INSTRUCTIONS TO FOLLOW - Rewrite the entries below, substituting "air grille" for every "air vent" and leaving everything else unchanged.

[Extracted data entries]
○ ○ ○
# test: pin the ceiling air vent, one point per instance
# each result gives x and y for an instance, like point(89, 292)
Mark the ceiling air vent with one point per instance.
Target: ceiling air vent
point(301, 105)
○ ○ ○
SOLUTION TO THE PROBLEM -
# test: pin the ceiling air grille, one point per instance
# each result gives x and y for an instance, like point(89, 292)
Mark the ceiling air grille with one point per instance.
Target: ceiling air grille
point(301, 105)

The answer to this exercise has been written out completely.